>> Start

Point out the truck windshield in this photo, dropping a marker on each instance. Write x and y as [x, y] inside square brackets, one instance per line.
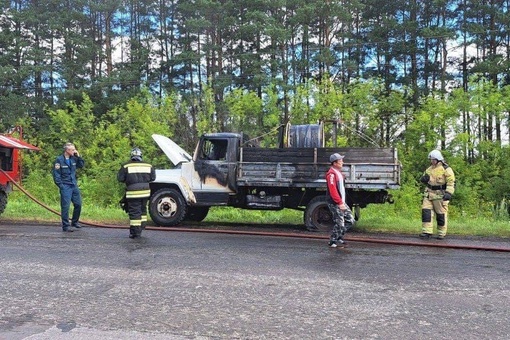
[214, 150]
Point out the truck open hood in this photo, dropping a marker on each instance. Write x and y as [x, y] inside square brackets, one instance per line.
[11, 142]
[173, 151]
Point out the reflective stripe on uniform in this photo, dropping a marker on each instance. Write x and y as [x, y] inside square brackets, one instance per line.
[135, 223]
[138, 193]
[138, 168]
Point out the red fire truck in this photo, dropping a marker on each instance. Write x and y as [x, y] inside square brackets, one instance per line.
[10, 162]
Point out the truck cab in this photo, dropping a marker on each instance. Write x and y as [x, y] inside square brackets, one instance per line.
[224, 172]
[10, 163]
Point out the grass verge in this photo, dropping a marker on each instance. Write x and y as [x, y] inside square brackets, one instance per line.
[375, 218]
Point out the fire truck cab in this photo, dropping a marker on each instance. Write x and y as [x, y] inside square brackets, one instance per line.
[10, 162]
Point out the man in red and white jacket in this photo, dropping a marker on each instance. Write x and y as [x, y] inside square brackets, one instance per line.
[336, 199]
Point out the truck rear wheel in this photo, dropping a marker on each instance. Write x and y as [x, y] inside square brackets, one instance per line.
[317, 215]
[3, 201]
[167, 207]
[196, 214]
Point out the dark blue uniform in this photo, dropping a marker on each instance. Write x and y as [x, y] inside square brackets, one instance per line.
[137, 175]
[64, 176]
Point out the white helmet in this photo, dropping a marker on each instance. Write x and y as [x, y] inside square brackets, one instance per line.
[436, 154]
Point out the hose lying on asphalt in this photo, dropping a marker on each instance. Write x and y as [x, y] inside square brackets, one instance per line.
[274, 234]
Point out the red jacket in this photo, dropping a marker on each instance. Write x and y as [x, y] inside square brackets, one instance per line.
[336, 188]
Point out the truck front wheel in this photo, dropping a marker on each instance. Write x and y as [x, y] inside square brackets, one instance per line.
[167, 207]
[317, 215]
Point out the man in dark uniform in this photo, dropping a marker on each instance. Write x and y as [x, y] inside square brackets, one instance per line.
[137, 174]
[64, 176]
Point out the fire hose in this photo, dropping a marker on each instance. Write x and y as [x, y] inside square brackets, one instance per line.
[275, 234]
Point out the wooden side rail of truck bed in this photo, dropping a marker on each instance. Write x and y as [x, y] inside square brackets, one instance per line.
[364, 168]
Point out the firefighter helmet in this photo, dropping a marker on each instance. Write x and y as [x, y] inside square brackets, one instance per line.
[436, 154]
[136, 154]
[335, 157]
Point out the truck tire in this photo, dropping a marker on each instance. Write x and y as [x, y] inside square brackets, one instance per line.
[317, 215]
[196, 214]
[3, 201]
[167, 207]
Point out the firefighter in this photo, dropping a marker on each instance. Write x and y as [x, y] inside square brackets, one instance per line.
[336, 199]
[440, 186]
[64, 176]
[136, 174]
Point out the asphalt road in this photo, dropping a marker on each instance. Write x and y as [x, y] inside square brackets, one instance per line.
[99, 284]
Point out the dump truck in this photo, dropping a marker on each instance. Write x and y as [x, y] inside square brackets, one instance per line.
[226, 171]
[10, 162]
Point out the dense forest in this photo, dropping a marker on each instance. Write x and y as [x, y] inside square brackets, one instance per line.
[415, 74]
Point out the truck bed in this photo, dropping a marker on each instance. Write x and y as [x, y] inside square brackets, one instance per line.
[364, 168]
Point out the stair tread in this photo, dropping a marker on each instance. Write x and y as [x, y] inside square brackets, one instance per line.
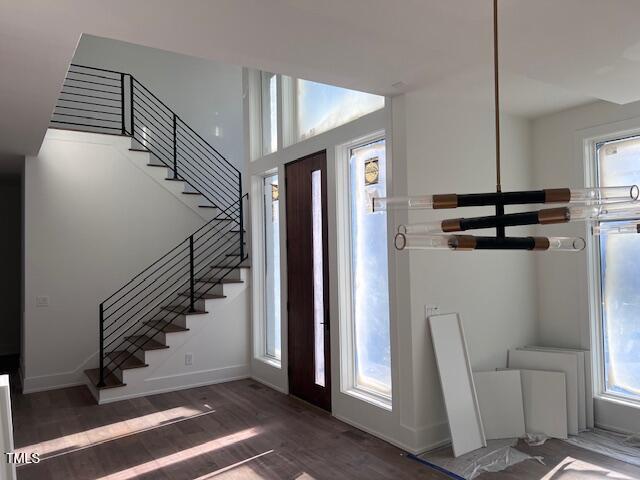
[125, 360]
[166, 327]
[145, 342]
[204, 296]
[110, 379]
[218, 280]
[184, 309]
[246, 265]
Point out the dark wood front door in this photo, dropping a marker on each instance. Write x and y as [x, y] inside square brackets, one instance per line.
[307, 278]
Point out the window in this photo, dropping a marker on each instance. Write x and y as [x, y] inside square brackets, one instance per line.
[322, 107]
[618, 163]
[272, 267]
[269, 112]
[318, 277]
[367, 278]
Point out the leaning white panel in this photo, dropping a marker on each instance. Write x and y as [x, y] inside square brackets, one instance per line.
[584, 358]
[7, 470]
[500, 399]
[456, 379]
[545, 402]
[557, 362]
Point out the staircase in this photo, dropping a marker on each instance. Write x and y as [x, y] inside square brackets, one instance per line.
[166, 300]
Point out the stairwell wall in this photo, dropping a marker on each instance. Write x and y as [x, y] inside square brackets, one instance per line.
[93, 220]
[207, 95]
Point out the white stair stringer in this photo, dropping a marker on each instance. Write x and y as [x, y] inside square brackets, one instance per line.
[218, 342]
[147, 164]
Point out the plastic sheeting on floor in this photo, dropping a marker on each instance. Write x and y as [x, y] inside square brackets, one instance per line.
[496, 456]
[625, 448]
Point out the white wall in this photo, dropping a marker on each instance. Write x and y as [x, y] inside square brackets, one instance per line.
[11, 271]
[218, 343]
[564, 302]
[93, 220]
[450, 149]
[205, 94]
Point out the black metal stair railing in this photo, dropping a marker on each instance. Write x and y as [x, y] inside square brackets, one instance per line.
[106, 101]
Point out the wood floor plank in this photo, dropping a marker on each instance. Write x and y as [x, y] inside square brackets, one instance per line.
[238, 430]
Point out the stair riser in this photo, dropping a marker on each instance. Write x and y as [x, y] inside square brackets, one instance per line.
[219, 272]
[143, 160]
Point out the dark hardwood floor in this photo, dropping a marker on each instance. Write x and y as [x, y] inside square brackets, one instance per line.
[237, 430]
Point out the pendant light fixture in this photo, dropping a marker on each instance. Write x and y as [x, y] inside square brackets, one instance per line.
[586, 204]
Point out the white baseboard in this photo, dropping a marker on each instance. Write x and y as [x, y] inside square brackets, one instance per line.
[172, 383]
[421, 448]
[54, 381]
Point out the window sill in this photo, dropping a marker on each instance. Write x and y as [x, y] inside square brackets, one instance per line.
[371, 398]
[272, 362]
[618, 400]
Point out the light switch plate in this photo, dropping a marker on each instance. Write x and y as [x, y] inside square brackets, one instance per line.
[42, 301]
[431, 310]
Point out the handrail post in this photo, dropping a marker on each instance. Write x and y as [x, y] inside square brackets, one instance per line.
[241, 220]
[133, 131]
[192, 292]
[122, 116]
[101, 381]
[175, 146]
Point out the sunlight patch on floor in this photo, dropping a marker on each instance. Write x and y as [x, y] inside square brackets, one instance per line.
[571, 468]
[184, 455]
[114, 431]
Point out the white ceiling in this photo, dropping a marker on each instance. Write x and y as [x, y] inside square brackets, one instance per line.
[555, 53]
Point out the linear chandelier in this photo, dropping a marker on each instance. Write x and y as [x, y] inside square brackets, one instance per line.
[589, 204]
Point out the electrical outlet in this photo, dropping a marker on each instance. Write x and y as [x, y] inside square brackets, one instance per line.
[42, 301]
[431, 310]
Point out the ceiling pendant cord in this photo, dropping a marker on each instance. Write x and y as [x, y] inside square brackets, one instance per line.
[500, 230]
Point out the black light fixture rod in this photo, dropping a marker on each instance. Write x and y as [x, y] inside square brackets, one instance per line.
[497, 92]
[544, 217]
[556, 195]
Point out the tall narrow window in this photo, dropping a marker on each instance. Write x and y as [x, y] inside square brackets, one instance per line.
[369, 270]
[322, 107]
[272, 267]
[618, 163]
[269, 113]
[318, 276]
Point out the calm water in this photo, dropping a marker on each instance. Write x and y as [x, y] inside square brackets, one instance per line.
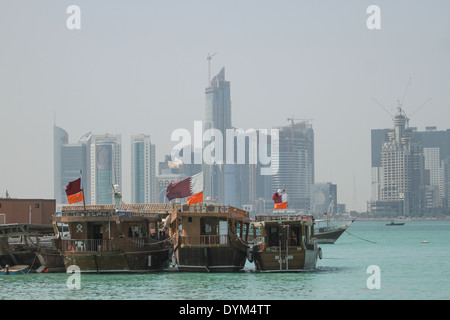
[409, 269]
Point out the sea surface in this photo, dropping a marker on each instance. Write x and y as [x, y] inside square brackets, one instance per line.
[405, 268]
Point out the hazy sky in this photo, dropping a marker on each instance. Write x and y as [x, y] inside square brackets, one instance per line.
[140, 67]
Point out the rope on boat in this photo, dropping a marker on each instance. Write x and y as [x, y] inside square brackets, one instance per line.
[360, 237]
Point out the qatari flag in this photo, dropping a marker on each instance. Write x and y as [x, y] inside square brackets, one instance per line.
[185, 188]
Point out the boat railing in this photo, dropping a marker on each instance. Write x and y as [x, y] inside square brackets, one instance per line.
[204, 240]
[91, 245]
[296, 217]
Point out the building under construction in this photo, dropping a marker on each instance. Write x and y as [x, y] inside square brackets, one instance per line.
[295, 163]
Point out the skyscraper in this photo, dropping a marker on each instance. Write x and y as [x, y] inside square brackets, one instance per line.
[295, 164]
[105, 166]
[398, 183]
[69, 160]
[143, 183]
[429, 154]
[220, 179]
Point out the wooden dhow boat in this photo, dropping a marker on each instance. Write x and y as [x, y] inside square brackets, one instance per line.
[286, 243]
[108, 238]
[209, 238]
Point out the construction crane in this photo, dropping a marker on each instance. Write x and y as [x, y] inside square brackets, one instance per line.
[293, 119]
[209, 57]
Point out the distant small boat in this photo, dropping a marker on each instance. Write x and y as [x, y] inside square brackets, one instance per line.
[19, 269]
[395, 223]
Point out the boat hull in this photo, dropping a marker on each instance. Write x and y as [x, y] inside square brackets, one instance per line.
[19, 269]
[295, 259]
[329, 237]
[114, 262]
[210, 259]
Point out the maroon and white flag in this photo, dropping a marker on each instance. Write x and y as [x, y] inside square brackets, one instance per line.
[185, 188]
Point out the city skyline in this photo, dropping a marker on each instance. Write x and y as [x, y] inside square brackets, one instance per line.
[143, 69]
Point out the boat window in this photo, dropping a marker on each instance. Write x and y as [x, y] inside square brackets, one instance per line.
[272, 236]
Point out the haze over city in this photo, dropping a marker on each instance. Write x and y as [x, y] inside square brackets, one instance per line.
[142, 68]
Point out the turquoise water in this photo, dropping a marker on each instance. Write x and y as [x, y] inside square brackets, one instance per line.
[409, 269]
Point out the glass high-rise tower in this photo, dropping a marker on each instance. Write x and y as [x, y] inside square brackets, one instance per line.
[143, 181]
[220, 179]
[105, 166]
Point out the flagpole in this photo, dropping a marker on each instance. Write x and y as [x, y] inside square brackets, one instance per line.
[82, 189]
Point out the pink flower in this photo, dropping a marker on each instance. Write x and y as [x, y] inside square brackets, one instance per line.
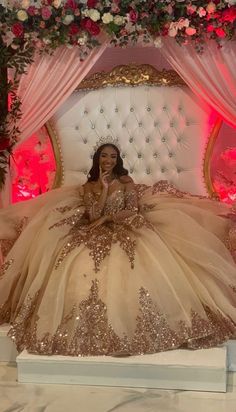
[31, 10]
[46, 13]
[201, 12]
[229, 15]
[91, 26]
[133, 16]
[220, 32]
[191, 9]
[190, 31]
[71, 4]
[17, 29]
[211, 8]
[210, 28]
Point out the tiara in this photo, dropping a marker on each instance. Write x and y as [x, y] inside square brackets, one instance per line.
[107, 140]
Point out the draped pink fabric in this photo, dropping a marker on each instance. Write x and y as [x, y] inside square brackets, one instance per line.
[49, 81]
[211, 75]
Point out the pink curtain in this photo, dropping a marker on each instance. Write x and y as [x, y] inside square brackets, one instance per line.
[49, 81]
[211, 75]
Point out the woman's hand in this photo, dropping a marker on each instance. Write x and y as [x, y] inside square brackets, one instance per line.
[103, 178]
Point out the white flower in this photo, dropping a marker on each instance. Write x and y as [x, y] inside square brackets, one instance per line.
[22, 15]
[158, 42]
[94, 14]
[201, 12]
[119, 20]
[68, 19]
[25, 4]
[107, 18]
[56, 4]
[211, 7]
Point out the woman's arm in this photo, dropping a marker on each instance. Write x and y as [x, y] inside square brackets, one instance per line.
[94, 207]
[131, 201]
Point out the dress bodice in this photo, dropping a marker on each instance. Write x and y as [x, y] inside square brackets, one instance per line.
[115, 202]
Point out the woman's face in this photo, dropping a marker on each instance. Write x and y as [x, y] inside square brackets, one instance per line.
[108, 159]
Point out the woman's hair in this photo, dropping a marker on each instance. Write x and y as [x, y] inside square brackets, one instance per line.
[118, 170]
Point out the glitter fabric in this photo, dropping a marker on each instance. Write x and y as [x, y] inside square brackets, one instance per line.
[86, 330]
[153, 275]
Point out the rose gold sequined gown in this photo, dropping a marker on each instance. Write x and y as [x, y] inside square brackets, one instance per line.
[159, 280]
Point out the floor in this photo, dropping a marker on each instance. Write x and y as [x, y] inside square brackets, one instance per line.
[16, 397]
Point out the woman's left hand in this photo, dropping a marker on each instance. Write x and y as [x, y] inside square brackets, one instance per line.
[97, 222]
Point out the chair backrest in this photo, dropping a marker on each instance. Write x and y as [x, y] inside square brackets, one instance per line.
[162, 128]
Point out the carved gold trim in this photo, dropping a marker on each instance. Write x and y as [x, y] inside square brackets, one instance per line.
[132, 75]
[59, 175]
[207, 158]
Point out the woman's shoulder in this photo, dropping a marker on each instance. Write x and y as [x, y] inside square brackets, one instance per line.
[125, 179]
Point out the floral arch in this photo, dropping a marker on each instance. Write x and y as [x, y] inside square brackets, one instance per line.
[62, 39]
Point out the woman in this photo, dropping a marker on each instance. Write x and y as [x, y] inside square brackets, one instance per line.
[117, 268]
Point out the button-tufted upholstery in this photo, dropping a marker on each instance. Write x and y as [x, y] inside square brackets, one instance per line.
[163, 132]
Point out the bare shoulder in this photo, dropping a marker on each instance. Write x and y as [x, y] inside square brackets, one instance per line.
[126, 179]
[88, 186]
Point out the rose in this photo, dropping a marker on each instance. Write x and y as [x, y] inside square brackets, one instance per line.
[22, 15]
[56, 3]
[94, 14]
[74, 29]
[25, 4]
[107, 18]
[191, 9]
[210, 28]
[91, 4]
[71, 4]
[4, 143]
[68, 19]
[31, 10]
[211, 7]
[133, 16]
[220, 32]
[119, 20]
[46, 13]
[190, 31]
[201, 12]
[92, 27]
[158, 42]
[17, 29]
[229, 15]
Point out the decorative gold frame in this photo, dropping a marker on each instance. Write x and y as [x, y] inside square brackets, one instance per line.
[134, 75]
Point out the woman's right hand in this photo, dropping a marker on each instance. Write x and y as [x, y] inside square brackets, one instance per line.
[103, 178]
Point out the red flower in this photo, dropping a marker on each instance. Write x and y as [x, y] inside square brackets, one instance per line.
[229, 15]
[210, 28]
[71, 4]
[133, 16]
[91, 4]
[89, 25]
[18, 29]
[220, 32]
[4, 143]
[31, 10]
[74, 29]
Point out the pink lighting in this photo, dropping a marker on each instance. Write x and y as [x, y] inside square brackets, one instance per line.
[33, 167]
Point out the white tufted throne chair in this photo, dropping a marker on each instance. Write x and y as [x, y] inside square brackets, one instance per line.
[163, 129]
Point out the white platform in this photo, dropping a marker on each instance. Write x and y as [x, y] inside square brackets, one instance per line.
[201, 370]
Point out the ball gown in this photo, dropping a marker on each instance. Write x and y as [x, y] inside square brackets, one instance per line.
[162, 278]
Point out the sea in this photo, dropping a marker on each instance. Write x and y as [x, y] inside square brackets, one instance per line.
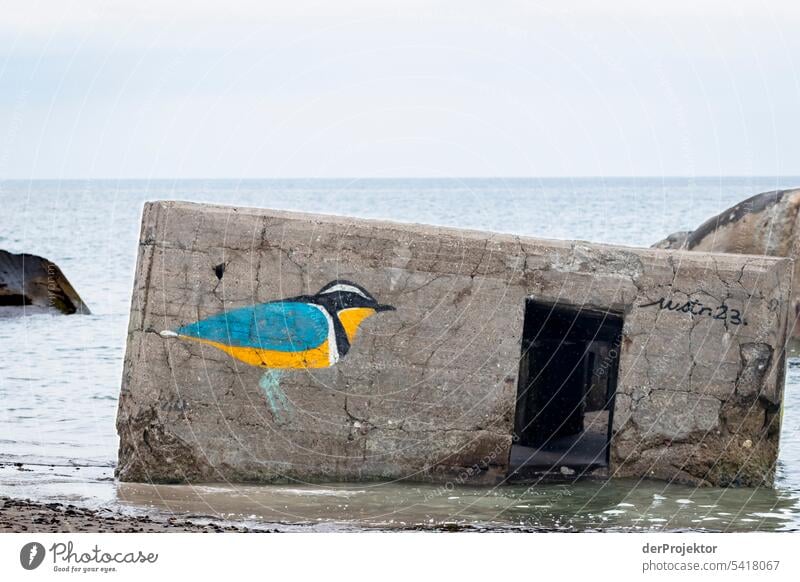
[60, 376]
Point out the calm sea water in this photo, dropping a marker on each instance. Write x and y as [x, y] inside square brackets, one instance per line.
[59, 376]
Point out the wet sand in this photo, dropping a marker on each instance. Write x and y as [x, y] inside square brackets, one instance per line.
[22, 516]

>> End

• STATED GOAL:
Repeat exactly the lines from the one containing "Point out the white tufted" to the last line of the records above, including both, and leave out any pictures.

• RESULT OF THIS EXERCISE:
Point out the white tufted throne chair in this photo, dropping a marker on each instance. Write x and y as [x, y] inside square brackets, one instance per line.
[163, 129]
Point out the white platform in this photo, dropping a marker on each instance. Write x and y as [x, y] inside square brackets, one instance per line.
[201, 370]
Point out the ball gown in this photo, dropping a marker on each instance. Write x and y as [x, y] inside square brackets, one instance per line.
[162, 278]
Point out the sea in this photo, dropping a marker on each instance. Write x and y as [x, y] inside square brackets, one instance per line.
[60, 376]
Point out the calm sea water in this photo, dropping a marker on each instance. Write x and y as [x, y] inside square brackets, one instance per line.
[59, 376]
Point out the wet sand in this photo, dropping a marker on each instance. Write x and y as [x, y] inside square brackets, one instance per line.
[22, 516]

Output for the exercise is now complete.